-------- Given passage

12. DISPUTES AND RETURN OF GOODS
  12.1 No claim relating to the Goods and Services will be considered unless made within seventy two (72) hours of delivery.
  12.2 No Goods will be accepted for return without prior approval of Salesoft CAD Solutions.  Only Goods in original undamaged and resaleable condition will be considered for return.  The Client will pay for the cost of the delivery of any Goods accepted for return and provided shrink wrap software is returned with licence seals unbroken the Client shall be entitled to a credit or a refund for the price at Salesoft CAD Solutions discretion.  All Goods accepted for return are subject to a 20% restocking fee.
13. LIABILITY
  13.1 The Consumer Guarantees Act 1993, the Fair Trading Act 1986 and other statutes may imply warranties or conditions or impose obligations upon Salesoft CAD Solutions which cannot by law (or which can only to a limited extent by law) be excluded or modified.  In respect of any such implied warranties, conditions or terms imposed on Salesoft CAD Solutions, Salesoft CAD Solutions’ liability shall, where it is allowed, be excluded or if not able to be excluded only apply to the minimum extent required by the relevant statute.
  13.2 Except as otherwise provided by clause 13.1 Salesoft CAD Solutions shall not be liable for:
    13.2.1 Any loss or damage of any kind whatsoever including consequential loss whether suffered or incurred by the Client or another person and whether in contract or tort (including negligence) or otherwise and irrespective of whether such loss or damage arises directly or indirectly from Goods and Services provided by Salesoft CAD Solutions to the Client; and
    13.2. The Client shall indemnify Salesoft CAD Solutions against all claims and loss of any kind whatsoever however caused or arising and without limiting the generality of the foregoing of this clause whether caused or arising as a result of the negligence of Salesoft CAD Solutions or otherwise, brought by any person in connection with any matter, act, omission, or error by Salesoft CAD Solutions its agents or employees in connection with the Goods and Services.
14. WARRANTY
  14.1 Manufacturer’s warranty applies where applicable.
  14.2 No representation, condition, warranty or premise expressed or implied by law or otherwise applies to the Goods and Services except where goods are supplied or services provided pursuant to the Consumer Guarantees Act 1993 or except where expressly stated in this contract.
  14.3 Unless forming part of the Goods or Services supplied the Client is responsible for the supply of a computer to the appropriate specification for the software or application purchased.
15. COPYRIGHT AND INTELLECTUAL PROPERTY
  15.1 Salesoft CAD Solutions, owns and has copyright in all work, software, designs, drawings, specifications and documents produced by Salesoft CAD Solutions in connection with the Goods and Services provided pursuant to this contract and the client may use the Goods and Services only if paid for in full and for the purpose for which they were intended and supplied by Salesoft CAD Solutions.
16. CONSUMER GUARANTEES ACT
  16.1 The guarantees contained in the Consumer Guarantees Act 1993 are excluded where the Client acquires Goods and Services from Salesoft CAD Solutions for the purposes of a business in terms of section 2 and 43 of that Act.

----------------
-------- Excerpted records

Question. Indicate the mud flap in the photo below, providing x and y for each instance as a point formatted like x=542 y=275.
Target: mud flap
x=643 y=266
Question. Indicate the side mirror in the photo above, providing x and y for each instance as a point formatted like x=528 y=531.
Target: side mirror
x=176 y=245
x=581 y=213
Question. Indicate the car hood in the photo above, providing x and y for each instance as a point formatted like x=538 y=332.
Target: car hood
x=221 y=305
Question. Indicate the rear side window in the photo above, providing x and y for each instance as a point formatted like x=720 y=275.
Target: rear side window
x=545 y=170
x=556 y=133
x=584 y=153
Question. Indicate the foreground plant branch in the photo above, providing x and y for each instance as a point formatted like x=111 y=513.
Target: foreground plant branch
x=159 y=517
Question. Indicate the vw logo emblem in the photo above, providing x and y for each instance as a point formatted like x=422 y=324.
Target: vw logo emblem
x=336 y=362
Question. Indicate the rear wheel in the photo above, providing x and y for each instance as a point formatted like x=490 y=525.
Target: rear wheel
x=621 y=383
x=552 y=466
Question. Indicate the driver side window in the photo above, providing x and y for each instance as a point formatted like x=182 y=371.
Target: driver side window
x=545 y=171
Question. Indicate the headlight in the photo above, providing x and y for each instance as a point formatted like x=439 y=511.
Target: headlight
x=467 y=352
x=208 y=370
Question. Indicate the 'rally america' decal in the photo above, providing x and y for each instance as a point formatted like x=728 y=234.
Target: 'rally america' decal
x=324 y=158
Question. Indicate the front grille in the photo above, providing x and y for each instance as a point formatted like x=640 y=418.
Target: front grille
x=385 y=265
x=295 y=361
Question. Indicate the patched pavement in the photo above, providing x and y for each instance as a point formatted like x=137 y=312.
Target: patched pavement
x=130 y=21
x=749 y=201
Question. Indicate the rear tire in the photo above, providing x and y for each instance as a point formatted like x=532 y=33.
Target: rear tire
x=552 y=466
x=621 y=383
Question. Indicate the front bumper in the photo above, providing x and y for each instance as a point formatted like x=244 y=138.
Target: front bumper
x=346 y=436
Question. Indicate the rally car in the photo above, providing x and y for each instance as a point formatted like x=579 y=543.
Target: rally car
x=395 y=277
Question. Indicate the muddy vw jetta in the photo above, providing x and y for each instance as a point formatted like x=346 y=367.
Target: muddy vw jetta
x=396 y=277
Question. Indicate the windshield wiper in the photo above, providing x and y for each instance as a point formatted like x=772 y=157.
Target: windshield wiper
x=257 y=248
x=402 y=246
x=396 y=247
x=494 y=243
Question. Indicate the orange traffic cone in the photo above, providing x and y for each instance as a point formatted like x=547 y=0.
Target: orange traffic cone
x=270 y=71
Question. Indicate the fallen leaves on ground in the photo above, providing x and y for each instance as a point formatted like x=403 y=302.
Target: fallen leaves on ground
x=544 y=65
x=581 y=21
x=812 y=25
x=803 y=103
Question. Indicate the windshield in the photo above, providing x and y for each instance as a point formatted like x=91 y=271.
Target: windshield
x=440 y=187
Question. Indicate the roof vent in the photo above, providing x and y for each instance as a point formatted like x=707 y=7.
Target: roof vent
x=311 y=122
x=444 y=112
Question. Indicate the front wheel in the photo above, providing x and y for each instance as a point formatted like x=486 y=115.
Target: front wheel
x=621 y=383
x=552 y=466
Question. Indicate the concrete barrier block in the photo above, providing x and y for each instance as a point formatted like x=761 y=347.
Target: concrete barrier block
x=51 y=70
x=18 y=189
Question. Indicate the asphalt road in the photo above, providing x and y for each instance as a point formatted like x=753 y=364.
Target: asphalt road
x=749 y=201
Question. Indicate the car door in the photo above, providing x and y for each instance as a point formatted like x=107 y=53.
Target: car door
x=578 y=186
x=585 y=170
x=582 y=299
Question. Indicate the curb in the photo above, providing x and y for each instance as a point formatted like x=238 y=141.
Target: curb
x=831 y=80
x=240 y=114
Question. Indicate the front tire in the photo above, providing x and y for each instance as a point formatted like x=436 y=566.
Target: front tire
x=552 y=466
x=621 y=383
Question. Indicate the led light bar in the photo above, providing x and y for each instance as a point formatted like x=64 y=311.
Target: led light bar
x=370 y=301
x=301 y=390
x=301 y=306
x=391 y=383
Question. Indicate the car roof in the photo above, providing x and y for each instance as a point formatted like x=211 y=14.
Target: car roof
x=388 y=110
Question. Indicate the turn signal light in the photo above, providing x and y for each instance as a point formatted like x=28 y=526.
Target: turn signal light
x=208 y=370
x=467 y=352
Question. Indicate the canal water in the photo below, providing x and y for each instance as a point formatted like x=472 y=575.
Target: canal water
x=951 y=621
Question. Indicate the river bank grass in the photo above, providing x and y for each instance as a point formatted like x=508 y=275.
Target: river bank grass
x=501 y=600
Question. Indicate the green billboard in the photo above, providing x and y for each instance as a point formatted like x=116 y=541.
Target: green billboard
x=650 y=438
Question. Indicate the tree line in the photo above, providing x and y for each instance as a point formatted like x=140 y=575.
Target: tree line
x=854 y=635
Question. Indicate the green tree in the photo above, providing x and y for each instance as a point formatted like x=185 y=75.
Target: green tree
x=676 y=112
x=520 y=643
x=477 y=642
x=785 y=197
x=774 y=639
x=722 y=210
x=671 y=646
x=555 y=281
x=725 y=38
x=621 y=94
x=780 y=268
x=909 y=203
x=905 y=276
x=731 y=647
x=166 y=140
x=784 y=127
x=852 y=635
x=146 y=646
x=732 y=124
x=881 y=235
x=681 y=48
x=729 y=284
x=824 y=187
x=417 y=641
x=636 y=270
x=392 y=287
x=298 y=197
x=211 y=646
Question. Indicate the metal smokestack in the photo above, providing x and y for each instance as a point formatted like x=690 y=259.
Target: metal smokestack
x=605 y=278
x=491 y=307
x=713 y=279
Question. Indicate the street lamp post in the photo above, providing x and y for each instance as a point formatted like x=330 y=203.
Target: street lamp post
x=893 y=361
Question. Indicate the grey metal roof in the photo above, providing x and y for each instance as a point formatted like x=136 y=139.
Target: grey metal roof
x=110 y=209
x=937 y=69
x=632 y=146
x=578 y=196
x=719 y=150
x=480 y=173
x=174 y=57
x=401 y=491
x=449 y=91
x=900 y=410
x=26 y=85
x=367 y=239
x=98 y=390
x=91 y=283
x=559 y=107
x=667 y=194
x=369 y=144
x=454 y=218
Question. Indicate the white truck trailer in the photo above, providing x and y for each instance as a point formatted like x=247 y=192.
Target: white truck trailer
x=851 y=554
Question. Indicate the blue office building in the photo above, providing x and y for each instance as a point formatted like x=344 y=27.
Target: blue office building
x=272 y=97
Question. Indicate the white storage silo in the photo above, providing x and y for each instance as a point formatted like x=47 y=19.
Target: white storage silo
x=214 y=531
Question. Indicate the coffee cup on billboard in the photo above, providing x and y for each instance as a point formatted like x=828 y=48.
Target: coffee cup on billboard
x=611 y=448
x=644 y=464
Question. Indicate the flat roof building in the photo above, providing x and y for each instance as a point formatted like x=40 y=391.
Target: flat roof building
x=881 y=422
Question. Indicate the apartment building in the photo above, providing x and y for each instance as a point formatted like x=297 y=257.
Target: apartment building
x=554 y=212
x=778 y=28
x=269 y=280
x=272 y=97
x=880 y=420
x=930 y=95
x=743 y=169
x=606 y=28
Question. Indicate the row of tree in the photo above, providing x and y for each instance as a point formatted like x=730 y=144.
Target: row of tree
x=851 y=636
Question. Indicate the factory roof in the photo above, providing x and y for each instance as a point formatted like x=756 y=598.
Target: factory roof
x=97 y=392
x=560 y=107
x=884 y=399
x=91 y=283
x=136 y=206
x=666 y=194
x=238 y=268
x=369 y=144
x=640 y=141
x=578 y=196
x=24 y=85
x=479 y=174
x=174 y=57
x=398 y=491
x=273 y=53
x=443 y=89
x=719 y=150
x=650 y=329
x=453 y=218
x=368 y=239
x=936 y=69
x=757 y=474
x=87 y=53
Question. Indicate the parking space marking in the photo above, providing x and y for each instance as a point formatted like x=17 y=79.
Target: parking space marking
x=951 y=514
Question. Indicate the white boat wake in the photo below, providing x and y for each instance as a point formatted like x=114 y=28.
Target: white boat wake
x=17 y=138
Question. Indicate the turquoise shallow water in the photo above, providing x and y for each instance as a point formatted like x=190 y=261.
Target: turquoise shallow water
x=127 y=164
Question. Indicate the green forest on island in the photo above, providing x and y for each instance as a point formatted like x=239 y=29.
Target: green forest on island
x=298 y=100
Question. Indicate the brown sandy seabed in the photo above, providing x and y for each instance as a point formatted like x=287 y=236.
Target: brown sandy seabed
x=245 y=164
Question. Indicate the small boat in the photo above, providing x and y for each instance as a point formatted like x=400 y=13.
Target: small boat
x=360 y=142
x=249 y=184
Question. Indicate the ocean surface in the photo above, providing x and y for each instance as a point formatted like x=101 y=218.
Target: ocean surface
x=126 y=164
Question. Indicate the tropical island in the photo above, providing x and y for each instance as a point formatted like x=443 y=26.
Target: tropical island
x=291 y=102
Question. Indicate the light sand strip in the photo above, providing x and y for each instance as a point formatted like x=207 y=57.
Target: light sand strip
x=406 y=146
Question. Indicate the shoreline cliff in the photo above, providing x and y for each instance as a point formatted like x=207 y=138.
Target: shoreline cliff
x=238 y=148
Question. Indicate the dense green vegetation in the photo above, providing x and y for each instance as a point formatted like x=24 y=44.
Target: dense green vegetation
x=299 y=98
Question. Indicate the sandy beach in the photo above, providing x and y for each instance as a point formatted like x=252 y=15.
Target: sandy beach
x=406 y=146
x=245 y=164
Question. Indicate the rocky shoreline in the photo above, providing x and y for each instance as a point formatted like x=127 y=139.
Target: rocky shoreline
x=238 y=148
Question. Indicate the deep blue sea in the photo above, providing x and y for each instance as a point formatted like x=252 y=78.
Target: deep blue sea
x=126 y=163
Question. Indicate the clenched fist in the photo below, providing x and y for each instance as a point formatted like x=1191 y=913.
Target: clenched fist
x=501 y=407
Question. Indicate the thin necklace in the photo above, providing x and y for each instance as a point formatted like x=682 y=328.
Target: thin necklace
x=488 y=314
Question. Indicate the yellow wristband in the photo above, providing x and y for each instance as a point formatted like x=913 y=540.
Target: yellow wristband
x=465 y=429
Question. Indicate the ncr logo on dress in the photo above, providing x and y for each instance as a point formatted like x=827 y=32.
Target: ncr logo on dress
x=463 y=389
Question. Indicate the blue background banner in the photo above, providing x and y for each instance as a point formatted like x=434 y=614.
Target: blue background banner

----------------

• Stated problem: According to the terms on returns and liability, what fee is charged on all goods accepted for return? The records were taken from a different source than the text.

• Reply: All goods accepted for return are subject to a 20% restocking fee.